- [Written instruction] Copy the entries below verbatim, every one of them, with the pictures omitted from your output.

•••••

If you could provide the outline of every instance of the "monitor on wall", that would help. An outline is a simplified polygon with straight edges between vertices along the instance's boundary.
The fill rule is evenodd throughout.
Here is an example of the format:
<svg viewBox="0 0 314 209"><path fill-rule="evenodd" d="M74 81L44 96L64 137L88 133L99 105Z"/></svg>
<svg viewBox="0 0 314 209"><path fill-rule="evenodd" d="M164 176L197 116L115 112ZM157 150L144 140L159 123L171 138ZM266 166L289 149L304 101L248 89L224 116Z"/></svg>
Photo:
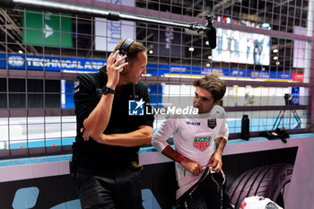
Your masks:
<svg viewBox="0 0 314 209"><path fill-rule="evenodd" d="M217 29L213 61L269 65L269 36Z"/></svg>

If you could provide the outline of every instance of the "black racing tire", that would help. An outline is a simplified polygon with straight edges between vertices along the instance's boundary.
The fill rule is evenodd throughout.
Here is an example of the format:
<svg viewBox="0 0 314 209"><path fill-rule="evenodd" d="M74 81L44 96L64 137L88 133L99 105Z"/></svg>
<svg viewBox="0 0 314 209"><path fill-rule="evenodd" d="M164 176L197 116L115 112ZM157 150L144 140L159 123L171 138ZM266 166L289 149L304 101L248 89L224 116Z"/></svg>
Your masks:
<svg viewBox="0 0 314 209"><path fill-rule="evenodd" d="M268 197L277 203L286 192L284 187L290 183L293 165L289 163L266 165L247 170L237 178L229 189L231 202L237 209L245 197L252 196Z"/></svg>

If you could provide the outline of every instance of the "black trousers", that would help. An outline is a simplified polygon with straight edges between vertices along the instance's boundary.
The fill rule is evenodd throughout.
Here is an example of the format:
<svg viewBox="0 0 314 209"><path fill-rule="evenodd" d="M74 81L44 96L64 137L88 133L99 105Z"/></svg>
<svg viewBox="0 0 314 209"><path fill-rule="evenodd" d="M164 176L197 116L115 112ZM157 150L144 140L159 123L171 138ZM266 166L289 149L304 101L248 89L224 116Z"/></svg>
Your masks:
<svg viewBox="0 0 314 209"><path fill-rule="evenodd" d="M78 170L76 187L83 209L139 209L142 170L121 169L101 175Z"/></svg>
<svg viewBox="0 0 314 209"><path fill-rule="evenodd" d="M222 172L210 173L197 185L192 187L178 201L178 209L222 209L222 183L224 175Z"/></svg>

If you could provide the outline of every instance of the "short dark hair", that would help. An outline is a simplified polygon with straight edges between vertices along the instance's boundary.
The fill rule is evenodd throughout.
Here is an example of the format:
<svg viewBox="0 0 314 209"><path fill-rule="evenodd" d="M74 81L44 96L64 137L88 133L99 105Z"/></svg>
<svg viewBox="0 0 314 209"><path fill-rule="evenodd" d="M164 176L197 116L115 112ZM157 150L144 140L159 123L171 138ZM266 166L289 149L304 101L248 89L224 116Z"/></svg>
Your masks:
<svg viewBox="0 0 314 209"><path fill-rule="evenodd" d="M123 41L125 41L125 39L120 39L116 48L115 48L115 52L117 50L118 50L123 43ZM134 41L132 43L132 45L130 46L130 48L127 49L126 51L126 55L127 55L127 59L128 60L134 60L137 57L137 54L139 52L146 52L147 51L147 48L140 42L137 42L137 41Z"/></svg>
<svg viewBox="0 0 314 209"><path fill-rule="evenodd" d="M202 87L207 90L213 94L214 101L222 99L227 89L226 83L214 74L196 80L193 83L193 85L196 87Z"/></svg>

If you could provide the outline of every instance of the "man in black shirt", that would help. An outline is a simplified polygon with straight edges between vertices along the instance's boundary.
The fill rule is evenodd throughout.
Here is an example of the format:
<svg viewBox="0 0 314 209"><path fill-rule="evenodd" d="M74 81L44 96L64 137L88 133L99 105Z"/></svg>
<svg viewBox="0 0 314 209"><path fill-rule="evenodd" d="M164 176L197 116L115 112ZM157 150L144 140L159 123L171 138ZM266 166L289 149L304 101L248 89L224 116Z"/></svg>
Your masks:
<svg viewBox="0 0 314 209"><path fill-rule="evenodd" d="M146 48L125 39L115 51L106 66L79 74L74 83L74 161L83 208L143 208L137 152L151 144L153 122L145 114L147 86L139 82L146 74Z"/></svg>

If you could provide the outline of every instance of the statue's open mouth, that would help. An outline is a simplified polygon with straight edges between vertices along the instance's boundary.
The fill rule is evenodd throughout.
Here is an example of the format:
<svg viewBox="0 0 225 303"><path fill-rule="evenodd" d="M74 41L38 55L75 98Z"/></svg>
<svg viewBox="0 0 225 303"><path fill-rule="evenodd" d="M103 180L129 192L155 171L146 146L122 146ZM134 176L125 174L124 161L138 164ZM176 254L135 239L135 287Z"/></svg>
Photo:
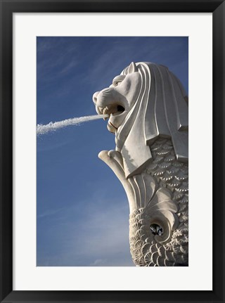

•••••

- [The result]
If you could provide the outline of every instance of the "monitor on wall", that would help. An outline is a simplified polygon with straight edges between vertices along the instance's boundary.
The fill rule is evenodd throughout.
Here is an example of the format:
<svg viewBox="0 0 314 209"><path fill-rule="evenodd" d="M74 81L44 96L64 137L88 133L99 105Z"/></svg>
<svg viewBox="0 0 314 209"><path fill-rule="evenodd" d="M164 176L197 116L115 112ZM157 150L144 140L159 123L171 138ZM266 166L289 149L304 101L248 89L224 116Z"/></svg>
Photo:
Your masks:
<svg viewBox="0 0 314 209"><path fill-rule="evenodd" d="M217 29L213 61L269 65L269 36Z"/></svg>

If you could provide the outline of every instance of the "black racing tire", that would help. An outline is a simplified polygon with straight edges between vertices along the instance's boundary.
The fill rule is evenodd throughout.
Here is an example of the format:
<svg viewBox="0 0 314 209"><path fill-rule="evenodd" d="M74 81L44 96L64 137L88 133L99 105Z"/></svg>
<svg viewBox="0 0 314 209"><path fill-rule="evenodd" d="M164 176L197 116L115 112ZM157 150L144 140L159 123L171 138ZM266 166L289 149L304 101L248 89L224 116Z"/></svg>
Your masks:
<svg viewBox="0 0 314 209"><path fill-rule="evenodd" d="M268 197L277 203L286 192L284 187L290 183L293 165L289 163L266 165L247 170L237 178L229 189L231 202L237 209L245 197L252 196Z"/></svg>

If you could provide the outline of every instance of the "black trousers", that would help. An outline is a simplified polygon with straight edges between vertices along the instance's boundary.
The fill rule is evenodd throughout.
Here is an example of the format:
<svg viewBox="0 0 314 209"><path fill-rule="evenodd" d="M74 81L44 96L64 137L88 133L99 105Z"/></svg>
<svg viewBox="0 0 314 209"><path fill-rule="evenodd" d="M164 176L197 116L115 112ZM157 150L144 140L159 123L171 138ZM266 166L289 149L304 101L248 89L224 116Z"/></svg>
Your masks:
<svg viewBox="0 0 314 209"><path fill-rule="evenodd" d="M78 170L76 187L83 209L139 209L142 170L121 169L101 175Z"/></svg>
<svg viewBox="0 0 314 209"><path fill-rule="evenodd" d="M222 172L210 173L197 185L192 187L178 201L178 209L222 209L222 183L224 175Z"/></svg>

If you could provide the outline of every instance of the "short dark hair", that would help. An outline is a simplified polygon with straight edges between vertices along the instance's boundary.
The fill rule is evenodd throughout.
Here is an example of the format:
<svg viewBox="0 0 314 209"><path fill-rule="evenodd" d="M74 81L44 96L64 137L88 133L99 105Z"/></svg>
<svg viewBox="0 0 314 209"><path fill-rule="evenodd" d="M164 176L197 116L115 112ZM157 150L144 140L159 123L171 138ZM266 166L289 149L304 101L248 89L224 116Z"/></svg>
Your masks:
<svg viewBox="0 0 314 209"><path fill-rule="evenodd" d="M123 41L125 41L125 39L120 39L116 48L115 48L115 52L117 50L118 50L123 43ZM134 41L132 43L132 45L130 46L130 48L127 49L126 51L126 55L127 55L127 59L128 60L134 60L137 57L137 54L139 52L146 52L147 51L147 48L140 42L137 42L137 41Z"/></svg>
<svg viewBox="0 0 314 209"><path fill-rule="evenodd" d="M202 87L207 90L213 94L214 101L222 99L227 89L226 83L214 74L196 80L193 83L193 85L196 87Z"/></svg>

If you could provide the outline of every instance of the "man in black shirt", that would help. An outline is a simplified polygon with straight edges between vertices along the instance's boundary.
The fill rule is evenodd throughout.
Here is an example of the format:
<svg viewBox="0 0 314 209"><path fill-rule="evenodd" d="M74 81L44 96L64 137L88 133L99 105Z"/></svg>
<svg viewBox="0 0 314 209"><path fill-rule="evenodd" d="M164 176L197 116L115 112ZM157 150L144 140L159 123L171 138ZM266 166L289 149L304 101L248 89L224 116Z"/></svg>
Your masks:
<svg viewBox="0 0 314 209"><path fill-rule="evenodd" d="M146 48L125 39L115 51L106 66L79 74L74 83L74 161L83 208L143 208L137 152L151 144L153 122L145 114L147 86L139 82L146 74Z"/></svg>

If you could provide the outline of every instance of the statue's open mouth, that would help. An outline is a simplified polygon with straight edges between vertices along the instance's boundary.
The fill rule is evenodd throughout.
Here is an example of the format:
<svg viewBox="0 0 225 303"><path fill-rule="evenodd" d="M74 41L38 55L75 98Z"/></svg>
<svg viewBox="0 0 225 303"><path fill-rule="evenodd" d="M103 180L129 192L155 171L146 146L122 146ZM134 176L125 174L124 161L138 164ZM176 254L135 239L135 287Z"/></svg>
Photo:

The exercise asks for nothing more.